▸ **Requirements**
Copy the lines of the listing below word for word, from the line that contains "Reviewer note: confirm each instance of the stainless steel oven" through the line that contains "pixel 382 1099", both included.

Location identification items
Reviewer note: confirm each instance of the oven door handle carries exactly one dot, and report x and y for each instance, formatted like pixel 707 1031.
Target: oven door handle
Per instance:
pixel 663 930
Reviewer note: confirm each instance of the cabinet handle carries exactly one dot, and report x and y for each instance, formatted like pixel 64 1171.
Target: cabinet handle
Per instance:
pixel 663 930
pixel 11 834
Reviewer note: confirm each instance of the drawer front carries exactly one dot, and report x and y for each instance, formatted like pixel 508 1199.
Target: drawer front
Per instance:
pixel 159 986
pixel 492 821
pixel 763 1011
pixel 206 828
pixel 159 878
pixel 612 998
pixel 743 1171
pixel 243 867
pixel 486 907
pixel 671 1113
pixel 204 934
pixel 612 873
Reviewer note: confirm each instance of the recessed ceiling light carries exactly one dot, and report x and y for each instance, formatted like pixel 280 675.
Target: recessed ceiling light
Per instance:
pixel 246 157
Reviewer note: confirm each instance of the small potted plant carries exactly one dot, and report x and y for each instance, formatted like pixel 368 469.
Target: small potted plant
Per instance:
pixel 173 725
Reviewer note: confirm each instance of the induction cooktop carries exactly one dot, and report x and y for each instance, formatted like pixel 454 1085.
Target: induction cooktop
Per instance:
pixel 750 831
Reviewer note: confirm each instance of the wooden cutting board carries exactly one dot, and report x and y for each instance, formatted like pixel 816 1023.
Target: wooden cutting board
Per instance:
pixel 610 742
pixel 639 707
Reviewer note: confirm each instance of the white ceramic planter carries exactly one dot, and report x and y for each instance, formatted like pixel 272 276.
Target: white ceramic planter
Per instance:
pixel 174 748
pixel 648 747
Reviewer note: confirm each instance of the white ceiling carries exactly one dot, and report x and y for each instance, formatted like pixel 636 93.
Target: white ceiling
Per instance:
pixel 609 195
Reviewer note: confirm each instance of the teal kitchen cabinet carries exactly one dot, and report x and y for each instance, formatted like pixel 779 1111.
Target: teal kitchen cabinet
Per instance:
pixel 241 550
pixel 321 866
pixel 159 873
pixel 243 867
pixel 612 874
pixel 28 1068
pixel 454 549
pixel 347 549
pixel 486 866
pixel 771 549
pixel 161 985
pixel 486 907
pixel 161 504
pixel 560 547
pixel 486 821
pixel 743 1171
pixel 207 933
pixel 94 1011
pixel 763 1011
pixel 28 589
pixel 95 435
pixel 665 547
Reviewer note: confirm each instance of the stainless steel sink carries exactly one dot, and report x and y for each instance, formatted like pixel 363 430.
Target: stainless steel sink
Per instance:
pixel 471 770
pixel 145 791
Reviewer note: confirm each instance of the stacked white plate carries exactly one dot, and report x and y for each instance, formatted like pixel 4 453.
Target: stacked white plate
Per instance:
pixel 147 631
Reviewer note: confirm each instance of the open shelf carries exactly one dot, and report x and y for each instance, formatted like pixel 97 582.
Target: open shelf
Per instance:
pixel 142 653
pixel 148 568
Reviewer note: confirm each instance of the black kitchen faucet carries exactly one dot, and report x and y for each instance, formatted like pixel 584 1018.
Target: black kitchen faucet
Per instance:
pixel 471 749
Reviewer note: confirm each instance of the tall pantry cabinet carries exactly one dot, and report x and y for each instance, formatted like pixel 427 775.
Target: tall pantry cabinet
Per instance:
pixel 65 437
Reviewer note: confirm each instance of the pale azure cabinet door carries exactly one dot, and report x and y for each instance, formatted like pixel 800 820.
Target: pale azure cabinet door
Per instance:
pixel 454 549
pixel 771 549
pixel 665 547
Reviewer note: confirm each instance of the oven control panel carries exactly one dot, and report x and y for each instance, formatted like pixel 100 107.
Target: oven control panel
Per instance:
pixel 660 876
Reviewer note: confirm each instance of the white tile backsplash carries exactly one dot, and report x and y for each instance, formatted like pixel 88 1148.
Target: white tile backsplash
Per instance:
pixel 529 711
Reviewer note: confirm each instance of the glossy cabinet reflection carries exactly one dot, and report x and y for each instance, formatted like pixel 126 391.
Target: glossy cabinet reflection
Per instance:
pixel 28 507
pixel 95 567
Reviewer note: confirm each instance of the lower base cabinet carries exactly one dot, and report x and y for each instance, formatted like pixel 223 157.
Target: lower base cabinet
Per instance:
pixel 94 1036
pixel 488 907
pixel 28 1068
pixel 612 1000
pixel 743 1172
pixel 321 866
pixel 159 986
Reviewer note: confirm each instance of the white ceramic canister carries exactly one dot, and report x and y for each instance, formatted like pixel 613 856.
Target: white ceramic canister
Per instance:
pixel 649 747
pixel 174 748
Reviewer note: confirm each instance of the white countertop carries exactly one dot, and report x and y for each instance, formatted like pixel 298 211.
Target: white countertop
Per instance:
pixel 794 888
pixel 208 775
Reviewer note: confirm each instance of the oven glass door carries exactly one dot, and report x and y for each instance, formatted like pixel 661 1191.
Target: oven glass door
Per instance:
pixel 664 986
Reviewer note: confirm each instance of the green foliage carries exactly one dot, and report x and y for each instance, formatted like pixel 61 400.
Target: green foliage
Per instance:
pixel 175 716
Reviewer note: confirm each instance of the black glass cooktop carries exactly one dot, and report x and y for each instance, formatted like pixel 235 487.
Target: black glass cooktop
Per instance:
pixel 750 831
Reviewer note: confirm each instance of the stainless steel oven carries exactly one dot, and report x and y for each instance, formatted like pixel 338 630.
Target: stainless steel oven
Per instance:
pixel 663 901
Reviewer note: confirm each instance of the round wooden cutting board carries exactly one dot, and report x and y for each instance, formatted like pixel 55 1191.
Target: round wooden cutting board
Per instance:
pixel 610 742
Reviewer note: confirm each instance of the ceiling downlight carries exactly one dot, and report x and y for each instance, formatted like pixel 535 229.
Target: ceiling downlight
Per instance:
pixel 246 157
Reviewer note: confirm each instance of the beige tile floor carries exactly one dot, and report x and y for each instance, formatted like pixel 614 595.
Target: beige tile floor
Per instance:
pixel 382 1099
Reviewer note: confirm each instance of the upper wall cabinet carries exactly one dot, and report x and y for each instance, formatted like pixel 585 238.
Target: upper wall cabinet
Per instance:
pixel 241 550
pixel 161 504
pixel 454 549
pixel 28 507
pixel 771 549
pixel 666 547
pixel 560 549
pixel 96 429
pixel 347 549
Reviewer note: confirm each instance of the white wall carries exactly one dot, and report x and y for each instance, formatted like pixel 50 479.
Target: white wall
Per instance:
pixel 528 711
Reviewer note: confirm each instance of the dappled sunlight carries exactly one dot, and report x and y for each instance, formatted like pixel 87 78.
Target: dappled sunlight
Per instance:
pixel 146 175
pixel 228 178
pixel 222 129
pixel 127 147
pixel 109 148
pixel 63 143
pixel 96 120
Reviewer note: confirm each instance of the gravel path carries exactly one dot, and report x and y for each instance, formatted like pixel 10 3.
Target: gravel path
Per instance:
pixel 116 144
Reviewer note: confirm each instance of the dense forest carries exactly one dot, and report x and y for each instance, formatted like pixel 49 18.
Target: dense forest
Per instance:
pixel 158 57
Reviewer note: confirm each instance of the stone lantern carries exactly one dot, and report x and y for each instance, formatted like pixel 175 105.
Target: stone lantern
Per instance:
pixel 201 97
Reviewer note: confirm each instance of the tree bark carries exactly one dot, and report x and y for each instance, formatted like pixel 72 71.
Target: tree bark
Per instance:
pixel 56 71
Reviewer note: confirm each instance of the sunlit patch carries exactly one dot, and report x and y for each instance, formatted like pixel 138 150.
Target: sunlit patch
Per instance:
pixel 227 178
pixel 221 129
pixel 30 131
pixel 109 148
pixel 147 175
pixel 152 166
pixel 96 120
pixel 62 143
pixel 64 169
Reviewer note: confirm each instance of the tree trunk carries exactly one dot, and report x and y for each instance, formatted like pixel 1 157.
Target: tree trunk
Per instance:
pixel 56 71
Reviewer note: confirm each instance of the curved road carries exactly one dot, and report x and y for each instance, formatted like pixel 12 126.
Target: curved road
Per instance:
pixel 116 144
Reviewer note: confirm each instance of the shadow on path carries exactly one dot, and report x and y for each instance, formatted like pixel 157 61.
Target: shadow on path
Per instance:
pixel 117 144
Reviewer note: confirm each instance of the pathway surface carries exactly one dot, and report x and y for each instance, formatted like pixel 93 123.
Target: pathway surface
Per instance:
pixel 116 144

▸ **Worked answer**
Reviewer note: confirm each instance of the stainless steel oven carries exactly one dot, and report x and y for each instance, formatted like pixel 338 630.
Target: stainless steel oven
Per instance:
pixel 663 901
Reviewer note: confirm each instance of the round wooden cutting board carries exactly one dot, and report x and y for each instance, formatted like pixel 55 1191.
Target: round wooden cutting board
Per instance:
pixel 610 742
Reviewer note: confirm each instance of the ceiling downlight carries exactly one dot, and report x and y for each instance, formatted like pixel 535 229.
Target: ceiling downlight
Per instance:
pixel 246 157
Reviewer note: confirm each instance of the beige tile floor carries exactly one dot, and report x and y for each instance, formatted like pixel 614 595.
Target: beige tile floor
Per instance:
pixel 382 1099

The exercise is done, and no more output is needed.